- [Work task 1]:
Name every city and every country mentioned in the 9/11 anniversary essay.
- [Work task 2]:
Based on the 9/11 anniversary essay, explain why the writer calls the "war on terror" up close and personal.
====== Extract
On the week of the five-year anniversary of 9/11, a pastor and retired military chaplain whose son fought in Iraq says our nation needs God — and a new administration.
It hardly
seems possible that September 11, 2001 was five years ago. My oldest son, John, a TV satellite uplink
engineer, arrived in New York four days after the towers fell,
spelling a tired operator who had been there from the beginning. Having worked in the East before, John later
told me he was amazed at how well New Yorkers were pulling together.
Following the
collapse of the twin towers, I called local TV stations in Reno, Nevada, and told them the Church of which
I was minister would remain open all day if anyone wanted to come and meditate
or pray. All day long, in ones and twos,
people came and quietly sat.
That day, I
saw how deeply people hunger for God, especially in times of peril and
need. Five years later, well into the
"war on terror," I see as clearly that our need for God remains great.
As a
retired military chaplain, I buried two young men killed in action in Iraq and assisted the families of two others
killed in Afghanistan.
My youngest son, Philip spent a year in Iraq as a combat soldier. Twice,
vehicles he was driving were hit by Improvised Explosive Devices.
Five years
after 9/11, for me, the "war on terror" is up close and personal. I know the toll that it takes on the families
of those whose loved ones serve, and I've seen the pain and grief it brings to
those who lose a family member.
Yet instead
of pulling together as we did in the days following the collapse of the World Trade Center, we are now a deeply divided nation.
Some of us argue that the "war on terror" is a fiasco while others cling even
harder to a President who urges "staying the course" — even when the course ahead
resembles what the lookout in the crow's nest saw on the iceberg-filled night
that the Titanic sunk.
============
====== Entries shown
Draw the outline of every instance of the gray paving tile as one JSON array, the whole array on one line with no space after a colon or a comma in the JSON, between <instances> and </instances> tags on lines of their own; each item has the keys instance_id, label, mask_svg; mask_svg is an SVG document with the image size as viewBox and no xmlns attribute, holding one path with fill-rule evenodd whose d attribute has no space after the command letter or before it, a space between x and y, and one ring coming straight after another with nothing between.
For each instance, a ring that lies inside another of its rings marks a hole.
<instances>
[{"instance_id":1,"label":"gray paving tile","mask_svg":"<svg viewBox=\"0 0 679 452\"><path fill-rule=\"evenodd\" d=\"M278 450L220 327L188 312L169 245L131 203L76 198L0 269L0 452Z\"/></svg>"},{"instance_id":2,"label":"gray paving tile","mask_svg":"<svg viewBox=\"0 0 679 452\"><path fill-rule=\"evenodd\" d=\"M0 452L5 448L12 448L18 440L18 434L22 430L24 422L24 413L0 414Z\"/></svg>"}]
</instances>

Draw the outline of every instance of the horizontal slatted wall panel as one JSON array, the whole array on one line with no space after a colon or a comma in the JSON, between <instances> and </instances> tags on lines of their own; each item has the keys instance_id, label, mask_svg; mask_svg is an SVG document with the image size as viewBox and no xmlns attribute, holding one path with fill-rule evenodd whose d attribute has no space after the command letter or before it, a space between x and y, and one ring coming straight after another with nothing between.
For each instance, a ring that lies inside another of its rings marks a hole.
============
- [Exercise response 1]:
New York, Reno, Iraq, Afghanistan

- [Exercise response 2]:
As a retired military chaplain, the writer buried two young men killed in action in Iraq and assisted the families of two others killed in Afghanistan. The writer's youngest son, Philip, spent a year in Iraq as a combat soldier, and vehicles he was driving were twice hit by Improvised Explosive Devices.